> _Work instructions_
Repeat each record below exactly as given.
*** Dataset rows ***
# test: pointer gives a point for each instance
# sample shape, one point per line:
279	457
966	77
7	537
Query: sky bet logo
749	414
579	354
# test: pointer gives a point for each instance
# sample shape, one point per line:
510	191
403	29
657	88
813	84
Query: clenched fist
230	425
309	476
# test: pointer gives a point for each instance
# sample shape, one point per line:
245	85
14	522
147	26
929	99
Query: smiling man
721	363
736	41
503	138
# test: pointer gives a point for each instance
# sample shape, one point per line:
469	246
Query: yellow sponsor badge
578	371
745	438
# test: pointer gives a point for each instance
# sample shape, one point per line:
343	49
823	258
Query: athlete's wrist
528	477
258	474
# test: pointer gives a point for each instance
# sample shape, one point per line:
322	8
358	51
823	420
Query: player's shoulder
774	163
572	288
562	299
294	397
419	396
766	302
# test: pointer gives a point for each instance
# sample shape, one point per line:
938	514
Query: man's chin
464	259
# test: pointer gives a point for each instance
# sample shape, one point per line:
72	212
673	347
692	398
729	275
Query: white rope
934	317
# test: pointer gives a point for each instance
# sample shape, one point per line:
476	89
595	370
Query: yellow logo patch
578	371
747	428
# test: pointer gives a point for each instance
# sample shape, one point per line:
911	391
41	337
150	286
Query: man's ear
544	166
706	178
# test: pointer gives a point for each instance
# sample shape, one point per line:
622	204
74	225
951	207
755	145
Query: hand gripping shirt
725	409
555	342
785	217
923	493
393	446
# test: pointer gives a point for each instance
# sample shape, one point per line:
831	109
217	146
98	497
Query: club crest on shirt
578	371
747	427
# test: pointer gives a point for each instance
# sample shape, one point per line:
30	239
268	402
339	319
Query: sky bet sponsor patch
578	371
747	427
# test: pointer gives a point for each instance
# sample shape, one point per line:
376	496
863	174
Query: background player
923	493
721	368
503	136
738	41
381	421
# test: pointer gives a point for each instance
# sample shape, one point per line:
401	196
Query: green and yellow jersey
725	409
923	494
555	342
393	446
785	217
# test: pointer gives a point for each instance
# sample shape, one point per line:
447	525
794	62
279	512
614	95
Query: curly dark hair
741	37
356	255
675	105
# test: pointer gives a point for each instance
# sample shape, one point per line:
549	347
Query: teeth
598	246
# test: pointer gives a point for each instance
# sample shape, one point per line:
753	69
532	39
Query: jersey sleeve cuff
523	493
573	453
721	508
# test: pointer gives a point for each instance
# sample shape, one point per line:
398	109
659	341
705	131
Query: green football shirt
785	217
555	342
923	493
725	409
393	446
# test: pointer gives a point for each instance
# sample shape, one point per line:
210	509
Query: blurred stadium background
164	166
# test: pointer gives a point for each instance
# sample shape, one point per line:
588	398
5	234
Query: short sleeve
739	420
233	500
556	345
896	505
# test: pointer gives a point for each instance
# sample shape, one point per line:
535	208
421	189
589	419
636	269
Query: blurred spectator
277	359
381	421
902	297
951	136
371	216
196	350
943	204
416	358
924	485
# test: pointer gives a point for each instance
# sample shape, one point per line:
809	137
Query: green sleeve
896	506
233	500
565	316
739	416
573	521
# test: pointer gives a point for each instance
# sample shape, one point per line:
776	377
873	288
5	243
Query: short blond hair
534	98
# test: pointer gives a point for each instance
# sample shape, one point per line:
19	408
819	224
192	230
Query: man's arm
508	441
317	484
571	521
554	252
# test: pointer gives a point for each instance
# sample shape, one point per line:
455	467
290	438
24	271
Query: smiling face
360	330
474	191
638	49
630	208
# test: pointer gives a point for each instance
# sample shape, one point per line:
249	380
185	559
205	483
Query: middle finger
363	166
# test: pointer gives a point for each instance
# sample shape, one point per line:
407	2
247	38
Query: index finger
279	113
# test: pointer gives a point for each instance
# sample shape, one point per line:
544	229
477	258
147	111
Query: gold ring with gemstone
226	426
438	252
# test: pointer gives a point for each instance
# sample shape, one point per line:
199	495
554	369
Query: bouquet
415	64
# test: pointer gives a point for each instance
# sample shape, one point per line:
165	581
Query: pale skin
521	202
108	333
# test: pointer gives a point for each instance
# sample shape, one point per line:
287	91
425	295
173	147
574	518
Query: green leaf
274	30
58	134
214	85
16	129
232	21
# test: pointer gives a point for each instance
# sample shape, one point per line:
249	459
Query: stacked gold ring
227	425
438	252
***
> _Task output_
# test: pointer gives a point for each instance
# sample shape, one point per line:
279	457
966	77
7	537
Query: sky bet logo
749	414
579	354
# test: pointer gives a point for each instance
# sample shape, one point per line:
510	191
403	29
657	88
813	84
Query: clenched fist
230	425
309	476
# test: pointer gives a point for each instance
# sample shape, one point per line:
245	85
14	522
147	26
929	99
Query: smiling man
721	363
736	41
503	138
# test: pointer gives a point for each instance
# sample shape, one point per line:
469	246
Query: yellow sponsor badge
578	371
745	438
# test: pointer gives a point for each instance
# sample shape, one point per line:
343	49
823	258
Query: athlete's wrist
528	477
258	474
# test: pointer gives a point for each instance
# sample shape, one point per line:
322	8
358	51
823	420
Query: player's shoulder
774	163
572	288
562	299
294	397
419	396
766	302
# test: pointer gives a point for each instance
# sample shape, one point per line:
938	514
Query: man's chin
464	259
# test: pointer gives a point for each instance
# sample shape, one point per line:
72	212
673	347
692	398
729	275
Query: white rope
934	317
# test: pointer gives a point for each instance
# sample shape, one point per line:
476	89
595	370
Query: yellow logo patch
578	371
747	428
# test: pointer gives a point for each instance
# sample shape, one point per line:
911	391
41	337
150	286
Query: man's ear
544	166
706	178
# test: pointer gives a point for each instance
# sample shape, one point per line:
622	204
74	225
951	207
755	145
Query: hand gripping shirt
725	409
555	342
785	217
923	493
393	446
# test: pointer gives a point for each instance
# sample shape, one point per line:
831	109
217	146
98	497
Query: club crest on shirt
578	371
747	427
# test: pointer gives a point for each instance
# sample shape, one point per line:
30	239
268	402
339	319
Query: sky bet sponsor patch
578	371
747	427
# test: pointer gives a point for each instance
# sample shape, one point per line:
376	496
863	174
Query: background player
923	493
721	368
503	136
738	41
381	421
# test: pointer gives a point for each instance
# sample shape, one point per line:
401	196
Query: green and yellow jersey
725	409
923	494
555	342
393	446
785	217
# test: pointer gives a point for each instance
# sample shape, one point per line:
447	525
794	62
279	512
614	95
Query: curly dark hair
741	37
356	255
675	105
# test: pointer gives a point for each instance
# sample shape, one point per line:
549	347
Query: teeth
598	246
# test: pointer gives a point for each instance
# sample shape, one point per line:
753	69
532	39
Query: jersey sleeve cuff
523	493
573	453
721	508
# test: pointer gives a point for each instance
# sample shape, one point per line:
398	109
659	341
705	131
Query: green football shirt
785	217
555	342
923	493
725	409
393	446
# test: pointer gives a point for each instance
# sample shape, one point per line:
210	509
Query: blurred stadium background
164	166
# test: pointer gives a point for each instance
# sample shape, one point per line:
588	398
5	234
Query: short sleeve
739	420
233	500
556	345
896	505
# test: pointer gives a point for each instance
# sample shape, one point per line:
535	208
421	189
589	419
636	269
Query: blurred spectator
277	359
381	421
902	297
951	136
371	216
196	350
943	204
416	358
924	485
# test: pointer gives a point for each instance
# sample shape, one point per line:
809	137
Query: green sleeve
896	506
233	500
565	316
739	416
573	521
# test: pointer gives a point for each instance
# sample shape, one point per line:
776	377
873	288
5	243
Query: short blond hair
534	98
# test: pointer gives a point for each instance
# sample shape, one point per line:
19	408
819	224
192	230
Query: man's arm
508	441
317	484
571	521
554	252
# test: pointer gives a point for each instance
# sample shape, one point per line:
455	467
290	438
24	271
Query: smiling face
360	330
474	191
638	49
630	208
# test: pointer gives a point for each instance
# sample shape, one point per line:
249	380
185	559
205	483
Query: middle finger
363	166
# test: pointer gives a point for each instance
# sample shape, one point per line:
407	2
247	38
Query: index finger
279	113
# test: pointer gives a point for each instance
# sample shape, one point per line:
544	229
477	258
147	111
Query: gold ring with gemstone
226	426
438	252
# test: pointer gives a point for each instance
# sample shape, one point per line:
199	495
554	369
Query: bouquet
415	64
# test: pointer gives a point for each instance
# sample shape, one point per line:
165	581
Query: pale skin
521	202
108	333
# test: pointer gives a point for each instance
# sample shape, one point per line:
287	91
425	295
173	147
574	518
Query: green leaf
274	30
58	134
214	85
16	129
232	21
# test: pointer gives a point for each instance
# sample shape, one point per line:
249	459
Query: stacked gold ring
227	425
438	252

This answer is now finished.